___ Entrées fournies ___

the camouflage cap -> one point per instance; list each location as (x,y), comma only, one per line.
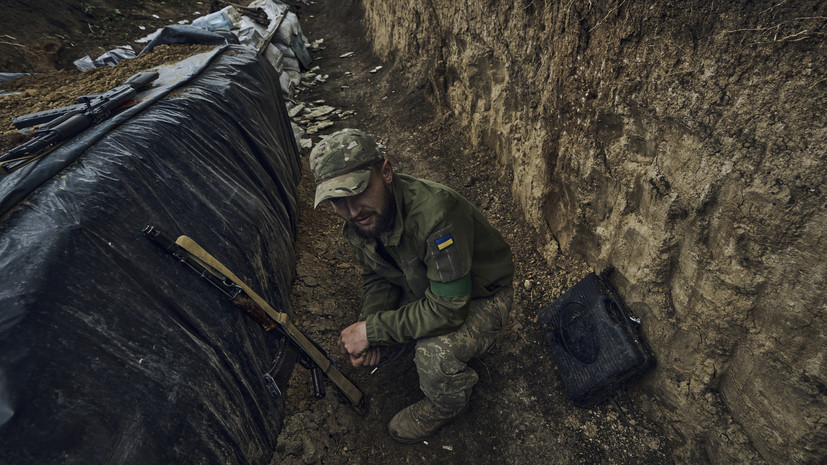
(341,164)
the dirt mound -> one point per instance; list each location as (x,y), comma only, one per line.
(519,412)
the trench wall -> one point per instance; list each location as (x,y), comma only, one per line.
(684,144)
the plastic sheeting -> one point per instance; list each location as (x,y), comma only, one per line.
(110,350)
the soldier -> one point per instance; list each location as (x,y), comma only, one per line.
(435,274)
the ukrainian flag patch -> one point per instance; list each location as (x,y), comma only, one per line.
(444,241)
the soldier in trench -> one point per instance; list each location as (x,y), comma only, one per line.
(436,275)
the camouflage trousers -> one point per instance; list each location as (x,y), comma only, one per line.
(441,361)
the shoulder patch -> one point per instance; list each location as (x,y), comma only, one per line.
(450,258)
(444,241)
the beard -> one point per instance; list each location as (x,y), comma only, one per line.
(384,221)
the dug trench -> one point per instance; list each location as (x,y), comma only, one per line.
(519,412)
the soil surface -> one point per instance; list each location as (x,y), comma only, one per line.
(519,412)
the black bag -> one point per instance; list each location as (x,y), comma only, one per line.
(594,341)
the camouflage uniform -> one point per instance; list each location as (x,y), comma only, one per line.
(442,257)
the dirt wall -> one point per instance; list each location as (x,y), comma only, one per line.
(684,144)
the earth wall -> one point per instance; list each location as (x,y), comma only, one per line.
(685,145)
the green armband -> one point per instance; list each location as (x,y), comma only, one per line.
(456,288)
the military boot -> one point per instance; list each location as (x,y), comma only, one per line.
(418,421)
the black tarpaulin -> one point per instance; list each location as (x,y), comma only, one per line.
(110,350)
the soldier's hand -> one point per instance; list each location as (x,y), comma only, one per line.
(369,358)
(353,340)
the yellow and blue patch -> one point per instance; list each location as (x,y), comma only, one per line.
(444,241)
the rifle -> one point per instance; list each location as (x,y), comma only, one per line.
(60,124)
(311,356)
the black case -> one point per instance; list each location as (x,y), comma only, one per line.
(594,341)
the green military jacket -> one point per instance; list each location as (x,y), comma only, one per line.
(441,253)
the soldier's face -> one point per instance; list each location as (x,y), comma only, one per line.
(372,212)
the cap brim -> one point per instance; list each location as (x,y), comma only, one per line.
(346,185)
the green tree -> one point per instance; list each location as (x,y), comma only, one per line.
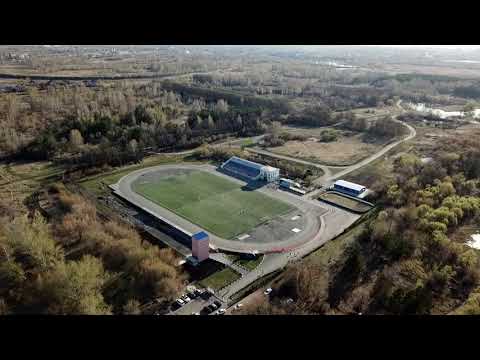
(73,288)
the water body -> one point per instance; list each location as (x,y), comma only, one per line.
(335,64)
(442,113)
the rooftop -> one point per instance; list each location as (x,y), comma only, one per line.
(202,235)
(349,185)
(246,162)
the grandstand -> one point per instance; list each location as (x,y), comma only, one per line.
(250,170)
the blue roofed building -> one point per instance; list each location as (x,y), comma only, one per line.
(348,187)
(250,170)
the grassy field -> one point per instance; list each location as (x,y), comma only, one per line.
(212,202)
(220,279)
(345,202)
(97,184)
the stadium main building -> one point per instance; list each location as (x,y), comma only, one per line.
(250,169)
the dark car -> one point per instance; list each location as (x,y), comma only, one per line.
(206,295)
(207,310)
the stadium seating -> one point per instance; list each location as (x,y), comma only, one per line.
(237,167)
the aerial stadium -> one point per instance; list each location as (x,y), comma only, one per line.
(194,198)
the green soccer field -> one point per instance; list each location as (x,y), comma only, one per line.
(212,202)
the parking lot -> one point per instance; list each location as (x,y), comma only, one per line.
(198,305)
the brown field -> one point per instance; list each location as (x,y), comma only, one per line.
(347,150)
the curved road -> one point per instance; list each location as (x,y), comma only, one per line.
(326,169)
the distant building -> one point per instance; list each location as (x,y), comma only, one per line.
(292,186)
(348,187)
(251,170)
(287,183)
(200,246)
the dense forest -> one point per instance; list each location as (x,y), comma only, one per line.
(79,264)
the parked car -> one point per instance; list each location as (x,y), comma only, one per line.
(208,309)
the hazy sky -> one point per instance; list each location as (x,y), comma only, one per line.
(463,47)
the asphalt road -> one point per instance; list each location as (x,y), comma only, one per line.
(327,178)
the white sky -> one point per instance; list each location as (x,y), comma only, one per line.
(463,47)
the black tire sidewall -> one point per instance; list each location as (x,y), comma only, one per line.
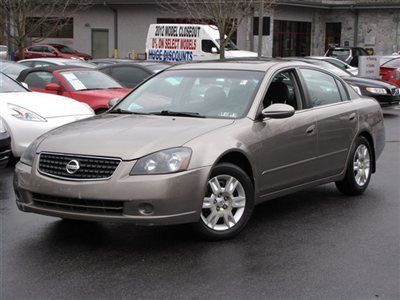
(350,171)
(239,174)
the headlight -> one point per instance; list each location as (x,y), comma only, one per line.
(25,114)
(163,162)
(30,152)
(377,90)
(357,89)
(2,126)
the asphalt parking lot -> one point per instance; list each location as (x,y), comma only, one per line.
(316,244)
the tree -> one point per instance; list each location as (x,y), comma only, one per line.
(227,15)
(21,19)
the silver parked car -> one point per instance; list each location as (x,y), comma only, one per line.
(203,143)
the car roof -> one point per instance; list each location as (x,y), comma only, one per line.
(47,59)
(250,64)
(51,69)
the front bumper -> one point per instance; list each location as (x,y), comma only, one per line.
(143,200)
(5,149)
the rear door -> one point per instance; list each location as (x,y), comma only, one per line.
(289,146)
(337,119)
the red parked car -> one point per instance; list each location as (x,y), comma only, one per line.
(86,85)
(390,71)
(51,50)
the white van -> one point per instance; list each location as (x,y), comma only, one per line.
(187,42)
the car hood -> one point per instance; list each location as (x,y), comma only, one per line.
(239,53)
(46,105)
(102,94)
(127,136)
(368,82)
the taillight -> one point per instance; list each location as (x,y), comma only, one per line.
(395,74)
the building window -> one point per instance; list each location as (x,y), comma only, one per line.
(291,38)
(266,25)
(332,35)
(48,29)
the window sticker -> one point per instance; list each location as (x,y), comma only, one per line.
(74,81)
(227,114)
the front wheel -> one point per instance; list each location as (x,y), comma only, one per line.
(358,173)
(228,203)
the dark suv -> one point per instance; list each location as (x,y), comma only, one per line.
(347,54)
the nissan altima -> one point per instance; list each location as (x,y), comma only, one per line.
(203,143)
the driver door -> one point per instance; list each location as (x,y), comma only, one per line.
(288,147)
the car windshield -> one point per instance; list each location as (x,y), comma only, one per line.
(8,85)
(12,69)
(229,46)
(79,63)
(201,93)
(341,54)
(331,68)
(81,80)
(394,63)
(65,49)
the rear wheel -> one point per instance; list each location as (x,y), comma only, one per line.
(228,203)
(359,169)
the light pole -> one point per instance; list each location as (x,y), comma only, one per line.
(260,27)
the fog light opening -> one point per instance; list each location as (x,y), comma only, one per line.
(146,209)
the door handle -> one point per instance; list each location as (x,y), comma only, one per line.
(352,116)
(310,130)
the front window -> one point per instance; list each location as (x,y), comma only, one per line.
(11,69)
(229,46)
(331,68)
(83,80)
(394,63)
(65,49)
(341,54)
(8,85)
(206,93)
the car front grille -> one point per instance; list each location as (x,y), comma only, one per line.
(76,167)
(98,207)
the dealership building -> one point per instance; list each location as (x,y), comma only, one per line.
(291,27)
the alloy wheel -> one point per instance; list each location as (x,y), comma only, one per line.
(224,203)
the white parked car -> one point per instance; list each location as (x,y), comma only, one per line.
(45,62)
(27,115)
(3,52)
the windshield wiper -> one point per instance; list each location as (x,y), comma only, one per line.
(127,112)
(178,114)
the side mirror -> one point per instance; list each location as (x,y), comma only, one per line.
(278,111)
(113,102)
(53,87)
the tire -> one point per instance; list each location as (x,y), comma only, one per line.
(356,181)
(225,212)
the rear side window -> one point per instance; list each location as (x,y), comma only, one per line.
(35,49)
(129,76)
(39,79)
(322,88)
(342,90)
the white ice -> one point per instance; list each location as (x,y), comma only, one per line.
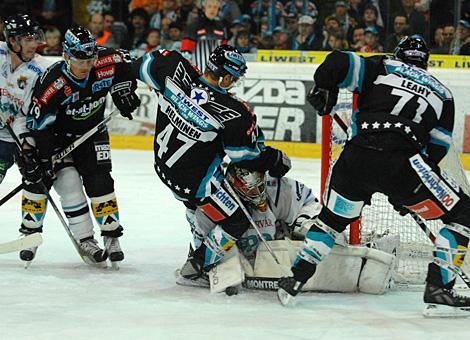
(59,297)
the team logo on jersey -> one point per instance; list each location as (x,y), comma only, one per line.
(199,96)
(22,82)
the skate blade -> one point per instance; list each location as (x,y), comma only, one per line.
(285,298)
(182,281)
(442,311)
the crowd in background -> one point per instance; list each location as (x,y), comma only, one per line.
(321,25)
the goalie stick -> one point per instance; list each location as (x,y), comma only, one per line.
(61,154)
(417,219)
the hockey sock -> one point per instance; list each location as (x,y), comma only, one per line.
(318,243)
(106,211)
(449,252)
(33,210)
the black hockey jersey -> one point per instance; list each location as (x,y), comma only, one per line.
(197,125)
(71,106)
(393,96)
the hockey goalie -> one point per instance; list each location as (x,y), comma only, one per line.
(281,209)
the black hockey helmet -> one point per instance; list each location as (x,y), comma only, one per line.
(21,25)
(249,185)
(413,50)
(225,60)
(79,43)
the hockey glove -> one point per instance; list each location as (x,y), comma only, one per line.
(125,98)
(280,162)
(322,100)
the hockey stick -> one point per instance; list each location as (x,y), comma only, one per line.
(417,219)
(29,241)
(61,154)
(11,194)
(253,224)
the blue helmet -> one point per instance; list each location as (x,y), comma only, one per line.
(225,60)
(413,50)
(79,43)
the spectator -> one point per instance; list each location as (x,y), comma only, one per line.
(204,35)
(371,37)
(400,30)
(53,45)
(152,42)
(187,7)
(369,20)
(229,11)
(306,39)
(415,19)
(341,14)
(150,6)
(336,41)
(462,40)
(243,43)
(138,25)
(260,9)
(96,27)
(291,23)
(448,32)
(173,41)
(358,39)
(280,38)
(167,13)
(301,7)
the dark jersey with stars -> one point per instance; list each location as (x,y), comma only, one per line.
(393,96)
(72,107)
(197,125)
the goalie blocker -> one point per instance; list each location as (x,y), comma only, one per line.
(346,269)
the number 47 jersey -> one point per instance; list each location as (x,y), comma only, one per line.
(393,97)
(197,125)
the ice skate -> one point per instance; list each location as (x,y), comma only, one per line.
(445,303)
(288,289)
(113,248)
(92,253)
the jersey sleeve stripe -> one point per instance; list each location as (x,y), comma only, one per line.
(441,136)
(355,76)
(145,72)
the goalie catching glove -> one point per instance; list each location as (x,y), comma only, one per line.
(322,100)
(125,98)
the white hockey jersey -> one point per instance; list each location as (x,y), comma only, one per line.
(287,200)
(16,89)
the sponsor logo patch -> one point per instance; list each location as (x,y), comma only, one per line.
(437,186)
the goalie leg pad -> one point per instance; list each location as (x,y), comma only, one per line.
(106,212)
(74,203)
(33,210)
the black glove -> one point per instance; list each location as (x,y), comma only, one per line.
(322,100)
(125,98)
(280,162)
(29,167)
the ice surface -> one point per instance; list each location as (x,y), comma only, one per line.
(59,297)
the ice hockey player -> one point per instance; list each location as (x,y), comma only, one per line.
(280,208)
(199,123)
(68,100)
(20,66)
(400,132)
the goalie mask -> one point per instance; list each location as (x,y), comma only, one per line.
(249,185)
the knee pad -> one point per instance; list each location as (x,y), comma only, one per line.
(106,212)
(98,185)
(74,203)
(33,210)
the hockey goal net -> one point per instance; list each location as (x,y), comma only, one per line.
(380,225)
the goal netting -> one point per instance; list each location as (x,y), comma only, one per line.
(380,225)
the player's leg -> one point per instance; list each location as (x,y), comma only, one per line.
(7,151)
(93,162)
(437,196)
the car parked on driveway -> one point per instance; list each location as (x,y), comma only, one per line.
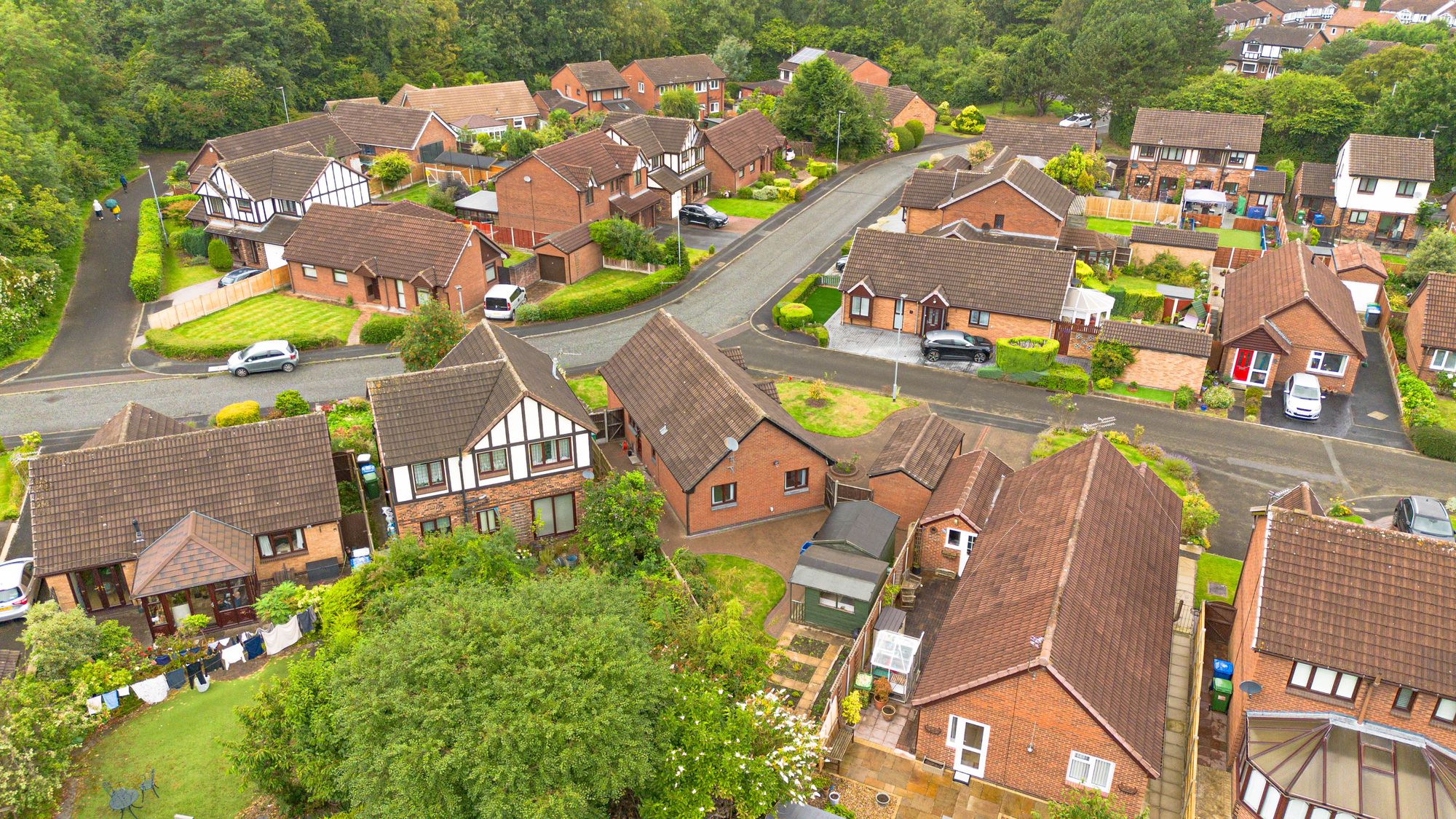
(956,344)
(263,357)
(1423,515)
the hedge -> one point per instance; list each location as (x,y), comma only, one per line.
(1013,357)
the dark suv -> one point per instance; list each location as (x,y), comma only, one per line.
(956,344)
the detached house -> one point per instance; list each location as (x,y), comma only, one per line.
(1286,314)
(391,258)
(1380,184)
(717,443)
(647,79)
(491,436)
(1209,151)
(1023,687)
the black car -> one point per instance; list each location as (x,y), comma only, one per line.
(703,215)
(956,344)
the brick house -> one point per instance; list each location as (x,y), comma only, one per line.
(1211,151)
(1431,327)
(1168,356)
(1286,314)
(141,516)
(647,79)
(1345,628)
(590,84)
(682,400)
(1380,184)
(1023,687)
(577,181)
(391,258)
(911,465)
(491,436)
(740,149)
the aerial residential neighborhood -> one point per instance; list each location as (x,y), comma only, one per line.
(746,411)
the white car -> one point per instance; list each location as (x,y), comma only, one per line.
(502,301)
(1302,397)
(18,586)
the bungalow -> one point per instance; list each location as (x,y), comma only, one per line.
(258,202)
(152,512)
(391,258)
(717,443)
(911,465)
(1029,665)
(491,436)
(1285,314)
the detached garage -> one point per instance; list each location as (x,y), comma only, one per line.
(569,256)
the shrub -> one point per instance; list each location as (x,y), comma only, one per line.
(1026,353)
(238,414)
(382,328)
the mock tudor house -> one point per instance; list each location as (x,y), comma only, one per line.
(1023,688)
(493,435)
(647,79)
(740,149)
(1211,151)
(1345,701)
(1380,184)
(717,443)
(142,516)
(911,465)
(391,258)
(1286,314)
(258,202)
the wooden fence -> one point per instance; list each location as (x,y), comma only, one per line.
(219,299)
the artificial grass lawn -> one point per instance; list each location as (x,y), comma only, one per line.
(590,389)
(752,583)
(183,739)
(1219,570)
(850,411)
(753,209)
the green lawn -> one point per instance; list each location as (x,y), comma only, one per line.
(590,389)
(752,209)
(848,413)
(1218,570)
(752,583)
(183,739)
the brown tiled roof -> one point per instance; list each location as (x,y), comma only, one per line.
(1393,158)
(1174,238)
(988,276)
(1439,293)
(1359,599)
(1037,139)
(1199,129)
(681,69)
(394,245)
(1256,295)
(261,477)
(196,551)
(1093,573)
(921,448)
(669,376)
(388,126)
(745,138)
(445,411)
(968,488)
(599,75)
(136,423)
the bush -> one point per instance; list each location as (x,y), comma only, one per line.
(1026,353)
(1435,442)
(382,328)
(238,414)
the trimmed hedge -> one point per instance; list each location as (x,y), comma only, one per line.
(1013,357)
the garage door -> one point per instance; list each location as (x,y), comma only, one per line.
(554,269)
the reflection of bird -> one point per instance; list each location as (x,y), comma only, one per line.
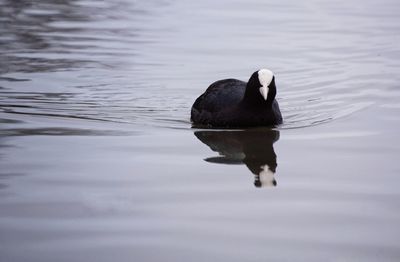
(254,148)
(234,103)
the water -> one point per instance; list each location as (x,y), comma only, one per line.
(98,160)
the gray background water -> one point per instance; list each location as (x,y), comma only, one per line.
(98,160)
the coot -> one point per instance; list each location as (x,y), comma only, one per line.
(231,103)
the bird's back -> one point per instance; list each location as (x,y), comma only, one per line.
(220,95)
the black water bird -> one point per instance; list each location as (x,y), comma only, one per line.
(231,103)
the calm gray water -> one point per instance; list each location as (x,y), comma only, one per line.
(98,160)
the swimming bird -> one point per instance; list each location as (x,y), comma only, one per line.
(232,103)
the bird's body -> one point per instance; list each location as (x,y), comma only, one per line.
(232,103)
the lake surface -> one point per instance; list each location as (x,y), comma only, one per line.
(98,160)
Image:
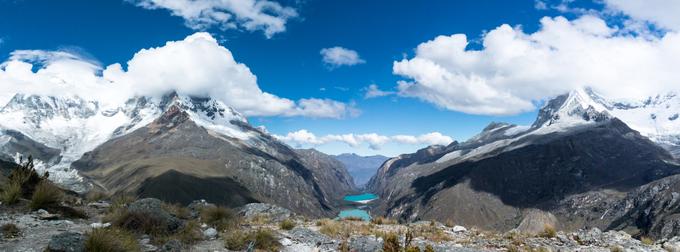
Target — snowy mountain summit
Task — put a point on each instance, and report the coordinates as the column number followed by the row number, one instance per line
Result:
column 73, row 126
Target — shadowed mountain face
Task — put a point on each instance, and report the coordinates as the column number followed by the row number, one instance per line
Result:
column 574, row 162
column 361, row 168
column 177, row 160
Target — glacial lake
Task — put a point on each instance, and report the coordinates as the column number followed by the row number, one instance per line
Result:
column 360, row 210
column 361, row 198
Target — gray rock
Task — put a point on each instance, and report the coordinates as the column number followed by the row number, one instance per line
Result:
column 67, row 242
column 153, row 208
column 196, row 206
column 365, row 243
column 313, row 239
column 273, row 212
column 210, row 233
column 172, row 246
column 536, row 221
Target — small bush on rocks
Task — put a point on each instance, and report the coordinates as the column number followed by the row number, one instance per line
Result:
column 46, row 195
column 218, row 217
column 391, row 243
column 548, row 232
column 287, row 224
column 263, row 239
column 9, row 231
column 110, row 240
column 11, row 193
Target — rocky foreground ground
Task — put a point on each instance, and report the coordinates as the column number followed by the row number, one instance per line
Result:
column 44, row 231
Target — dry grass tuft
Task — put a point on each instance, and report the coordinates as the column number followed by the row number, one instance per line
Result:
column 263, row 239
column 548, row 232
column 11, row 193
column 287, row 224
column 46, row 195
column 383, row 221
column 10, row 231
column 110, row 239
column 646, row 240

___

Recopiez à l'identique les lignes de la liste ci-dessus, de celle qui contient « Target — shadowed mountain face » jusqu'à celle qui contient « column 361, row 198 », toutes deux incluses.

**Réponse complète**
Target — shadowed mountain face
Task — put a point on each instance, and report the coordinates as the column number followed by the row number, one instance per line
Result:
column 574, row 162
column 361, row 168
column 177, row 160
Target — glacial lake
Task — put a point on each instance, and report the coordinates as the column number followed by the row number, one instance per line
Result:
column 360, row 210
column 361, row 198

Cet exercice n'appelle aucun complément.